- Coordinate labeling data
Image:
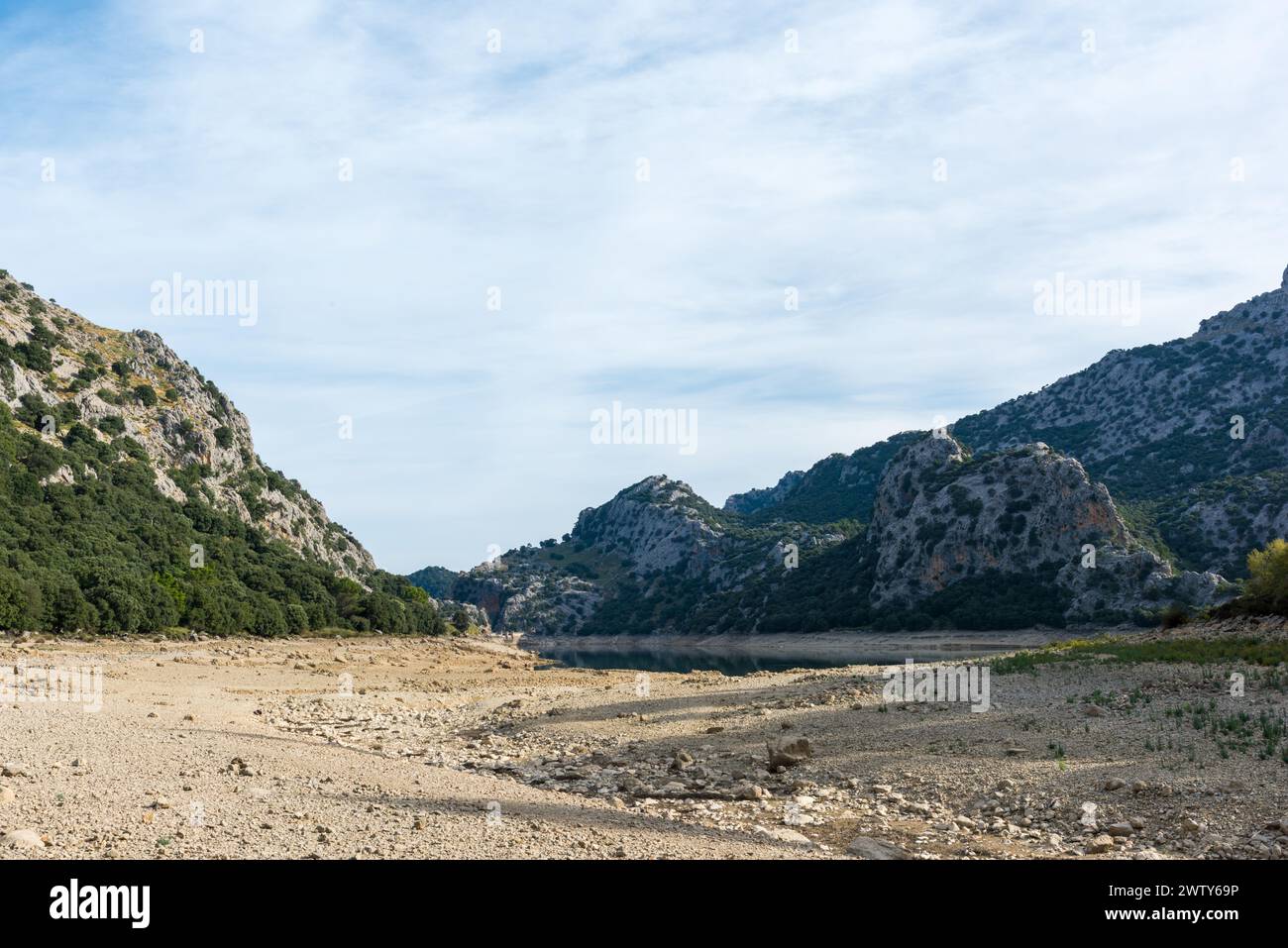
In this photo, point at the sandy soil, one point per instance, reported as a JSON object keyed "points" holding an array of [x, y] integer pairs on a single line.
{"points": [[417, 749]]}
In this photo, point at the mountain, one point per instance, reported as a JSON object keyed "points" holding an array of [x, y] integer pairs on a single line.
{"points": [[133, 498], [434, 579], [1170, 463]]}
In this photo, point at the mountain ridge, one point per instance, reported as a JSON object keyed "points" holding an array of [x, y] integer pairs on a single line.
{"points": [[1184, 443]]}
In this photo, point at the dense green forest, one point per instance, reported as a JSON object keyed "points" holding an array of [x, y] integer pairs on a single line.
{"points": [[108, 553], [434, 579]]}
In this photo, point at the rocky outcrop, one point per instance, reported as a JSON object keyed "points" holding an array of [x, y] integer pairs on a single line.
{"points": [[941, 515], [196, 441], [754, 500], [657, 524], [519, 595]]}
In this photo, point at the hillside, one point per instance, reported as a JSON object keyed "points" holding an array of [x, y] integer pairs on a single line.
{"points": [[133, 498], [1171, 460]]}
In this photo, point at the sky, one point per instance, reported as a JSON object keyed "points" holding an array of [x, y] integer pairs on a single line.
{"points": [[471, 227]]}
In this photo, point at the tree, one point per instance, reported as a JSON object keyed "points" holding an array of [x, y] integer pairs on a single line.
{"points": [[1267, 576]]}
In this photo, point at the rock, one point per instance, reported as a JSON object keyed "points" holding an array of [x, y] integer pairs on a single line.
{"points": [[790, 754], [785, 835], [1102, 844], [872, 848], [22, 839]]}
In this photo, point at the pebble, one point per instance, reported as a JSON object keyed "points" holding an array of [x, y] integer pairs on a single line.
{"points": [[22, 839]]}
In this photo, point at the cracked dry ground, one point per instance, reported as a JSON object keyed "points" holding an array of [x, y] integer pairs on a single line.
{"points": [[472, 749]]}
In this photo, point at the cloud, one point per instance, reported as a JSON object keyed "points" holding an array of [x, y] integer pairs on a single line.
{"points": [[518, 170]]}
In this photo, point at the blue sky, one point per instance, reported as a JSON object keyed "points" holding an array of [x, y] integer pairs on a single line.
{"points": [[518, 168]]}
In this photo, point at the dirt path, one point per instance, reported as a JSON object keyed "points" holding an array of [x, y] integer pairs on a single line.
{"points": [[420, 749]]}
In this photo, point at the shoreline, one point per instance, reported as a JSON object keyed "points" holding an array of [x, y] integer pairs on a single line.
{"points": [[824, 646]]}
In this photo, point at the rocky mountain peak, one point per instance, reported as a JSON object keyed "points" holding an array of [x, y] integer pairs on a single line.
{"points": [[54, 364]]}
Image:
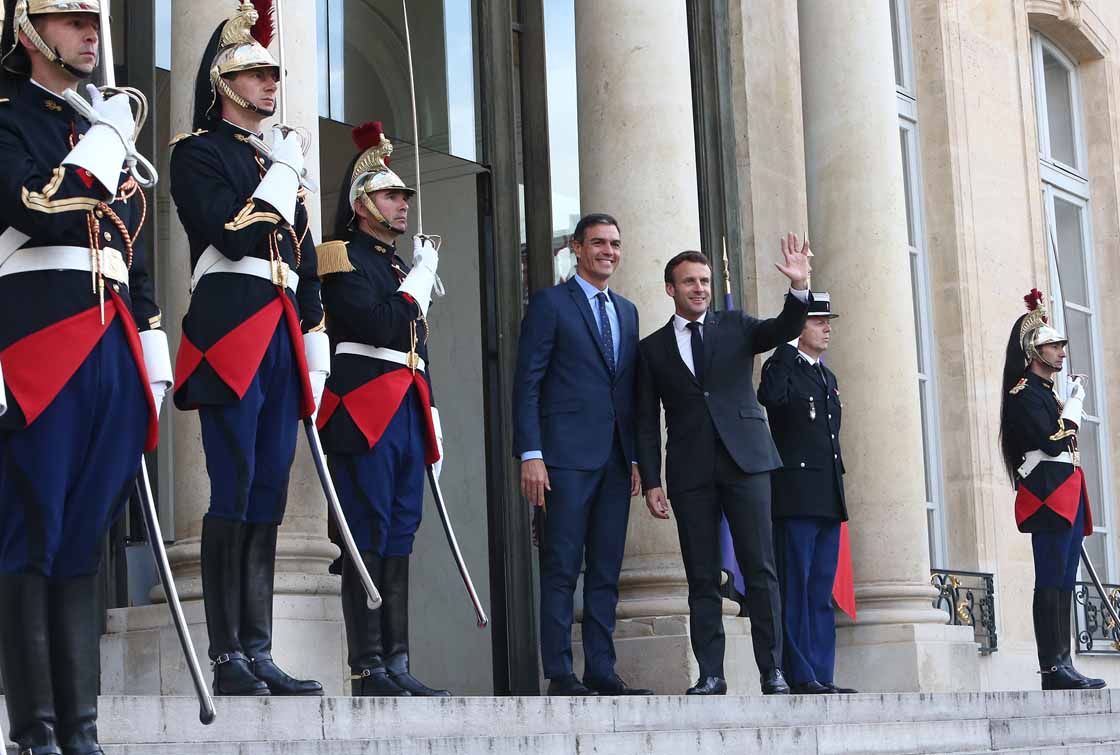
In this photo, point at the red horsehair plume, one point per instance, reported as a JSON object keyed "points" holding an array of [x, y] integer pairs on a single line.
{"points": [[367, 136], [266, 26], [1033, 300]]}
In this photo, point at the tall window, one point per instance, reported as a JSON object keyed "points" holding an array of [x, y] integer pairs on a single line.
{"points": [[1074, 301], [920, 279]]}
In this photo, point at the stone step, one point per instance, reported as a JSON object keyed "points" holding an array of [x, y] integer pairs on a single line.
{"points": [[820, 725]]}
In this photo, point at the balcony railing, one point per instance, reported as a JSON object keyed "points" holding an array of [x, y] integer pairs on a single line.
{"points": [[1097, 633], [969, 598]]}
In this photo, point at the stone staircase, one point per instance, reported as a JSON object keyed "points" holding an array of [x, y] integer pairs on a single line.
{"points": [[911, 723]]}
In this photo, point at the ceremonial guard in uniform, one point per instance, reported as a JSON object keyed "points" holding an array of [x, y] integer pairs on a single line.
{"points": [[1038, 438], [802, 402], [80, 344], [254, 308], [378, 422]]}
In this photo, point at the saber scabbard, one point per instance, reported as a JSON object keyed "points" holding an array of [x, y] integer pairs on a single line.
{"points": [[206, 714], [372, 596]]}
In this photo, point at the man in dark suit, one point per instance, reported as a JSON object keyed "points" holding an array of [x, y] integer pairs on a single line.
{"points": [[719, 455], [574, 406], [802, 400]]}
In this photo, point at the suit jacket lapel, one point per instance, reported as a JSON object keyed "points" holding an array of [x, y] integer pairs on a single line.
{"points": [[585, 308], [673, 352], [710, 329]]}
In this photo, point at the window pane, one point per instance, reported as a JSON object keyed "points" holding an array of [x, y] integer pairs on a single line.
{"points": [[164, 34], [1071, 251], [374, 85], [907, 183], [1060, 110], [563, 129], [1081, 357], [899, 73], [923, 400], [934, 538], [917, 298]]}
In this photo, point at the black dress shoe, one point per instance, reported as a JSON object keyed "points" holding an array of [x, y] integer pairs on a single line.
{"points": [[569, 687], [280, 683], [1061, 677], [774, 682], [613, 684], [709, 686], [233, 677]]}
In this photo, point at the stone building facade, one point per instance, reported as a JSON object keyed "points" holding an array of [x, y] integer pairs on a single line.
{"points": [[944, 156]]}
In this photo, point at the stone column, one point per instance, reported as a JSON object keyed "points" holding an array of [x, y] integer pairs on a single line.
{"points": [[858, 222], [637, 161], [307, 632]]}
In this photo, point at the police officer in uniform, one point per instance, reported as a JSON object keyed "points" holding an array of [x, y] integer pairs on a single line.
{"points": [[250, 337], [81, 344], [378, 422], [802, 401], [1038, 439]]}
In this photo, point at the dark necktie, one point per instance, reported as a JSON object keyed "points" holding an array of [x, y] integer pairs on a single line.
{"points": [[605, 332], [697, 351]]}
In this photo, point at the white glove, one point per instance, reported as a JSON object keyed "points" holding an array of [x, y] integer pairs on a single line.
{"points": [[317, 350], [103, 148], [420, 280], [438, 466], [157, 362], [1071, 412], [281, 183], [288, 150], [1076, 389]]}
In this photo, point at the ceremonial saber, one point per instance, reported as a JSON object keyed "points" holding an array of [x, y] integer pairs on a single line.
{"points": [[456, 553], [1104, 598], [206, 714], [372, 596], [416, 119]]}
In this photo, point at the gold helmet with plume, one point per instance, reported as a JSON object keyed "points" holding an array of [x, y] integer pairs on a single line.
{"points": [[15, 56]]}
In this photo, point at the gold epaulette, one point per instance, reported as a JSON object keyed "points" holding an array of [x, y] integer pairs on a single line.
{"points": [[333, 258], [185, 136], [1063, 431]]}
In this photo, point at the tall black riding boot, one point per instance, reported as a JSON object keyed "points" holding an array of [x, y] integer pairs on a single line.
{"points": [[75, 662], [258, 575], [1065, 658], [25, 664], [394, 624], [223, 541], [364, 649], [1047, 628]]}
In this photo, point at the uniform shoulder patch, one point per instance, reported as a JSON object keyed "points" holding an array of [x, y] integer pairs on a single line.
{"points": [[333, 258], [186, 134]]}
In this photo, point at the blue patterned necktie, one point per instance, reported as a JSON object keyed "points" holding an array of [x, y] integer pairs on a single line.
{"points": [[605, 333]]}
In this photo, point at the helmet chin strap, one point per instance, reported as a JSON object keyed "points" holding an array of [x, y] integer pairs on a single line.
{"points": [[50, 54], [372, 208]]}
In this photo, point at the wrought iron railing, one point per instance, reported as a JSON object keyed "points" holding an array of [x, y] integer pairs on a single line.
{"points": [[1095, 630], [969, 598]]}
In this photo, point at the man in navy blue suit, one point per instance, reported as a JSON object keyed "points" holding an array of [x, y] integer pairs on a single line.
{"points": [[574, 406]]}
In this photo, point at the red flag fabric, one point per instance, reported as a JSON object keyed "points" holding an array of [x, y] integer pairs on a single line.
{"points": [[843, 586]]}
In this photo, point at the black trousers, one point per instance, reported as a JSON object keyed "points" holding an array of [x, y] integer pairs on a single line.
{"points": [[745, 500]]}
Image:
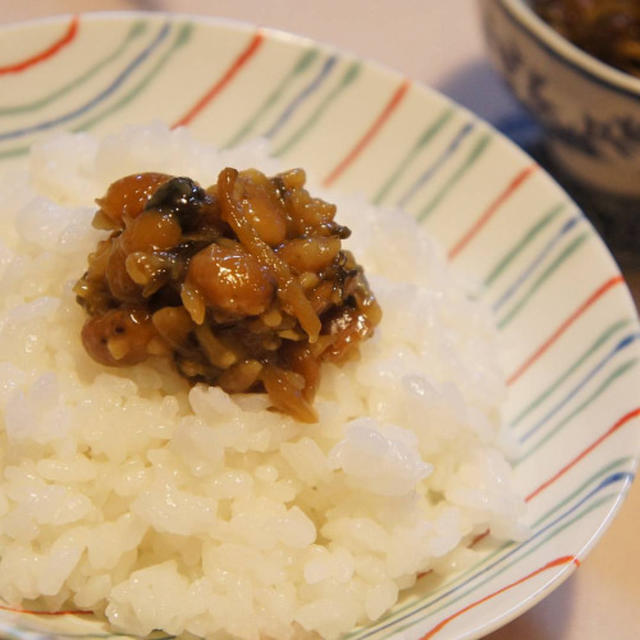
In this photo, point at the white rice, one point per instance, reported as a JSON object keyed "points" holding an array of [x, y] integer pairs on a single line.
{"points": [[163, 506]]}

- Set problem
Reproduce the listing verbatim from the line with "In this photo, point at the tall black" through the end of the listing, both ends included. Omit the pictures.

- Result below
In this photo, point at the tall black riding boot, one point per instance, reported as a JSON object keyed "points" holding an array of [x, y] integer pairs on a single line.
{"points": [[75, 662], [258, 575], [1065, 658], [25, 664], [394, 624], [223, 541], [364, 649], [1047, 628]]}
In this photo, point at the uniform shoulder patch, one point per instance, reported as a JSON object keyed "points" holding an array of [x, y] integer pairs on a single line.
{"points": [[333, 258], [186, 134]]}
In this photo, point at the blue patterned necktie, one point per instance, reported as a JSON object keyed "points" holding an array of [x, y] integer pairs on a single line.
{"points": [[605, 333]]}
In this photo, point at the helmet chin strap, one point per instance, reported as a JSON object keyed "points" holding an array of [x, y] integer pairs on a single line.
{"points": [[50, 54], [372, 208]]}
In this photo, point at the wrought iron railing, one point per instance, reported as a JSON object keyed "points" holding an array of [x, y] integer pairs on a single line.
{"points": [[1095, 630], [969, 598]]}
In this photo, point at the man in navy blue suit, one point per instance, reported as a JSON object keyed "points" holding an array of [x, y] integer pairs on a single line.
{"points": [[574, 406]]}
In this photo, point at the red flag fabric, one point per instance, reported as a JSON object keyed "points" holding an array of [x, y] integer pairs on a single line.
{"points": [[843, 586]]}
In this photo, point at the black trousers, one point per instance, reported as a JSON object keyed "points" holding an array of [x, y] integer pairs on a single line.
{"points": [[745, 500]]}
Image:
In this photo, point at the white rice, one point per instance, reported as a JSON object keyed "points" holding an array of [x, y] integer pairs on a single line.
{"points": [[163, 506]]}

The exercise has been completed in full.